Reading passage:
News Photo by Crystal Nelson The Alcona County Ambulance Station 1 is pictured here on Wednesday in Harrisville.

HARRISVILLE — Alcona County taxpayers will be asked in the Aug. 4 election to support a property tax increase for the county’s Emergency Medical Services.

The county Board of Commissioners on Wednesday voted unanimously to approve language that will appear on the ballot. Taxpayers are being asked to consider a 0.5-mill increase, which would cost the owner of a $100,000 home about $25 annually over four years.

The tax would be paid in addition to the service’s existing 1-mill tax, which costs the owner of a $100,000 home about $50 each year, so the total ambulance tax would rise to about $75 a year for that homeowner.

The millage is expected to generate $388,331 for the county in its first year. The money would be used to acquire and maintain emergency medical service vehicles, equipment, existing buildings and structures, medical supplies, and inventory.

Alcona County Commissioner Dan Gauthier said the operating millage is no longer enough to cover all of the expenses. He said the county used money from its general fund last year to cover a $170,000 deficit in Emergency Medical Services and the county could not afford to do that again.

“As we know, the 1 mill that has been approved by our voters for many, many years is just no longer enough revenue coming in to support that department,” Gauthier said.

With the exception of the 2016 fiscal year, the ambulance service has spent more than it took in each year since 2014, audits show. During that time, the ambulance service has seen its cash reserves decrease from $846,381 at the beginning of 2014 to $81,487 at the end of 2018 as costs climbed from $1.34 million in 2014 to $1.7 million in 2018.

Gauthier said the additional tax money would not be used to hire more employees, but to address the Emergency Medical Service’s aging fleet of ambulances as well as aging buildings in need of repair.

Extracted information:
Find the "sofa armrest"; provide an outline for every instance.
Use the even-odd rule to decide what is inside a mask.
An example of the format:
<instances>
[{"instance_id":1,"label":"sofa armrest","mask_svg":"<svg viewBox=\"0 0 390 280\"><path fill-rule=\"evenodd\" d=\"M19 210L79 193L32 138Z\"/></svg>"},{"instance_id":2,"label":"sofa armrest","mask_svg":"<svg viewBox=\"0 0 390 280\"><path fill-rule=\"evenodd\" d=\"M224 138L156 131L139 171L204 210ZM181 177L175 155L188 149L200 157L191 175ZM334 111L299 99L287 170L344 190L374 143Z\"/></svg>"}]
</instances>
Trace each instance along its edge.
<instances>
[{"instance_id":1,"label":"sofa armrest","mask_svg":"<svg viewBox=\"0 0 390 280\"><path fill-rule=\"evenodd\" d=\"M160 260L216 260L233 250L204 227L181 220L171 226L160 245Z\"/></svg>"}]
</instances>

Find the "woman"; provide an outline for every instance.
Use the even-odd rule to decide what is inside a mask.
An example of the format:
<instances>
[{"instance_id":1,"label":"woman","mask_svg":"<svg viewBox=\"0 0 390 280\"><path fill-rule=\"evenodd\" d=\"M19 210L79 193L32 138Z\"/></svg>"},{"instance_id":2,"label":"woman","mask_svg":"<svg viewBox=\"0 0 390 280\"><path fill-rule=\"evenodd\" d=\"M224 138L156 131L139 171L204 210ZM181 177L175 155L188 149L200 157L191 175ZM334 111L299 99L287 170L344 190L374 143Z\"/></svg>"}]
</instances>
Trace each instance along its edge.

Assignment 1:
In the article about the Alcona County ambulance tax, how much money is the proposed millage expected to generate in its first year?
Assignment 2:
Continue the article about the Alcona County ambulance tax from its last sentence.
Nothing in the listing is needed for this work.

Expected answer 1:
$388,331

Expected answer 2:
Two of the service’s ambulances have more than 200,000 miles on them, which county officials said need to be replaced. One of those ambulances has 265,000 miles, which county officials say is over the 250,000-mile industry standard for ambulance replacement.

Two other ambulances have more than 112,000 miles on them.

EMS Director Scott Rice said they had to replace a water heater in both stations in the last three years as well as the furnace at Station 2 in Glennie. Rice said more repairs are needed, including two furnaces at Station 1, where half of the roof is leaking from “normal wear and tear.” The furnaces and the half of the roof are nearly 20 years old. Half of the roof was previously replaced because of wind damage, he said.

Commissioner Carolyn Brummund said Rice inherited old ambulances and an old building when he was hired as the county’s EMS director in 2017.

“If we didn’t have those kinds of costs, we probably could be making it,” Brummund said. “Then you add in new things like roofs and leakage from things and those major costs, but those eat into your day-to-day budget.”

County board Chairman Craig Johnston said he believes it really comes down to the fact that “we are a county that doesn’t have a hospital,” which means the ambulance service has to travel farther.

“I think it’s a great service,” Johnston said. “I think the people of the county expect to have 24-hour EMS service, but, at the same point, it has to be paid for, and it can’t continue to be paid for with flat revenue.”